::: DATA IN THIS EXERCISE
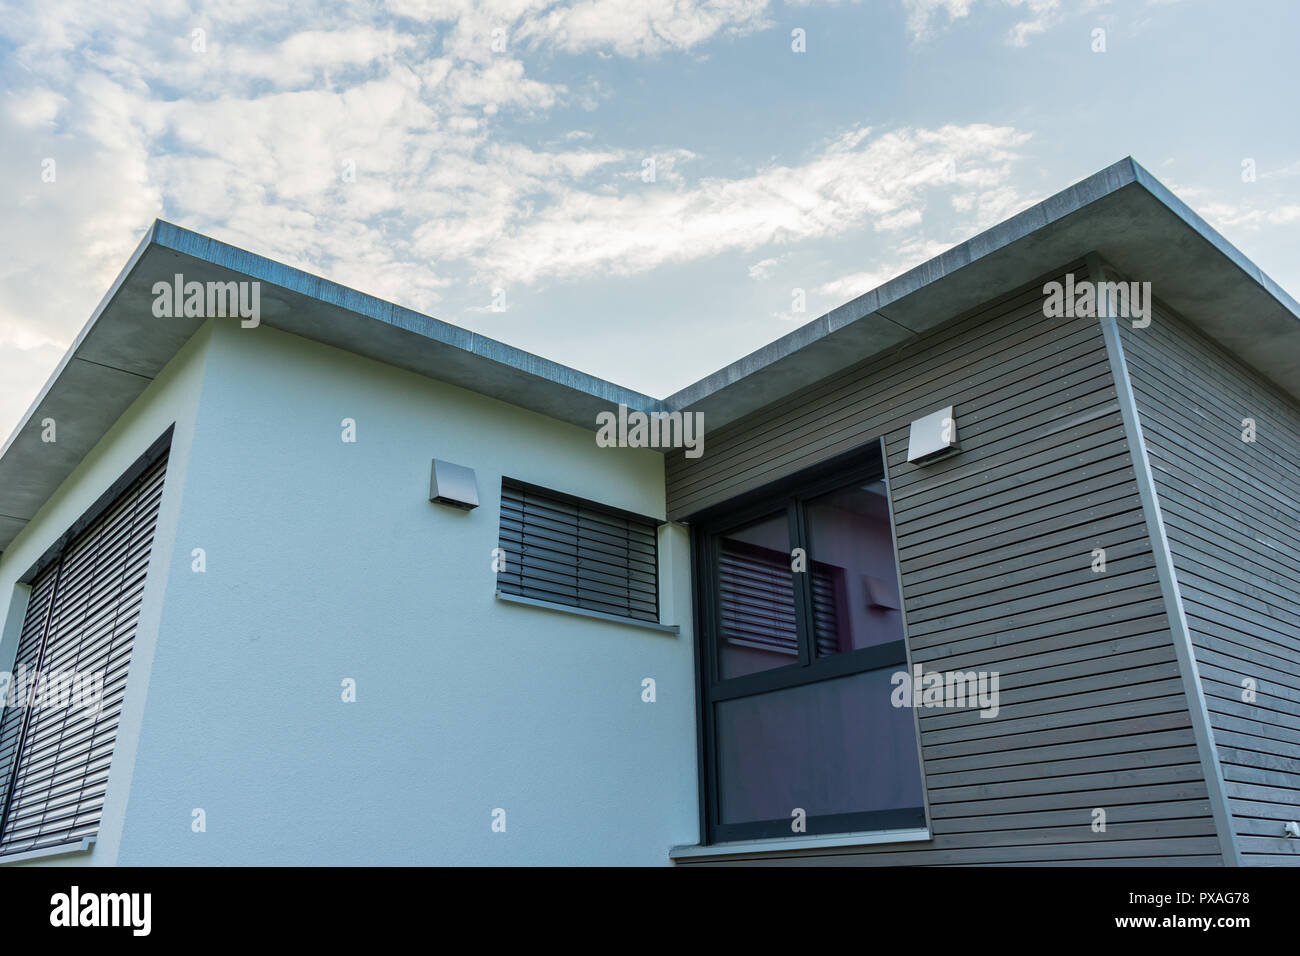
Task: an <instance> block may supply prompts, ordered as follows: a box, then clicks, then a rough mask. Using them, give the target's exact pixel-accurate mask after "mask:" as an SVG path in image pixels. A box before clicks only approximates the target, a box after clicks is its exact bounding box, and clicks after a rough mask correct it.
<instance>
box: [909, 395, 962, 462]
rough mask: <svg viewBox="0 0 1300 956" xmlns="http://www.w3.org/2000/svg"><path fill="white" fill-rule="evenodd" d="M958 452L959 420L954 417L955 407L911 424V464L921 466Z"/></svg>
mask: <svg viewBox="0 0 1300 956" xmlns="http://www.w3.org/2000/svg"><path fill="white" fill-rule="evenodd" d="M957 450H958V445H957V419H956V418H954V416H953V406H948V407H946V408H940V410H939V411H936V412H931V414H930V415H927V416H926V418H923V419H917V420H915V421H913V423H911V434H910V436H909V438H907V460H909V462H913V463H914V464H919V463H920V462H930V460H933V459H935V458H939V457H940V455H946V454H948V453H949V451H957Z"/></svg>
::::::
● AIM OF THE EXERCISE: Transcribe every record exactly and omit each image.

● RESPONSE BELOW:
Task: an <instance> block may supply prompts, ordered as follows: a box, then clicks, then a rough mask. Using them, give the target's exact pixel-accurate mask after "mask:" as an SVG path in image pixels. A box before clicks only approximates the target, a box after clicks is its exact bounding box, and clicks after a rough mask correct it.
<instance>
box: [909, 395, 962, 462]
rough mask: <svg viewBox="0 0 1300 956" xmlns="http://www.w3.org/2000/svg"><path fill="white" fill-rule="evenodd" d="M958 452L959 420L954 417L955 407L911 424V464L921 466Z"/></svg>
mask: <svg viewBox="0 0 1300 956" xmlns="http://www.w3.org/2000/svg"><path fill="white" fill-rule="evenodd" d="M957 450H958V445H957V419H956V418H954V416H953V406H948V407H946V408H940V410H939V411H936V412H931V414H930V415H927V416H926V418H923V419H917V420H915V421H913V423H911V434H910V436H909V438H907V460H909V462H913V463H914V464H919V463H920V462H930V460H933V459H935V458H939V457H940V455H946V454H948V453H949V451H957Z"/></svg>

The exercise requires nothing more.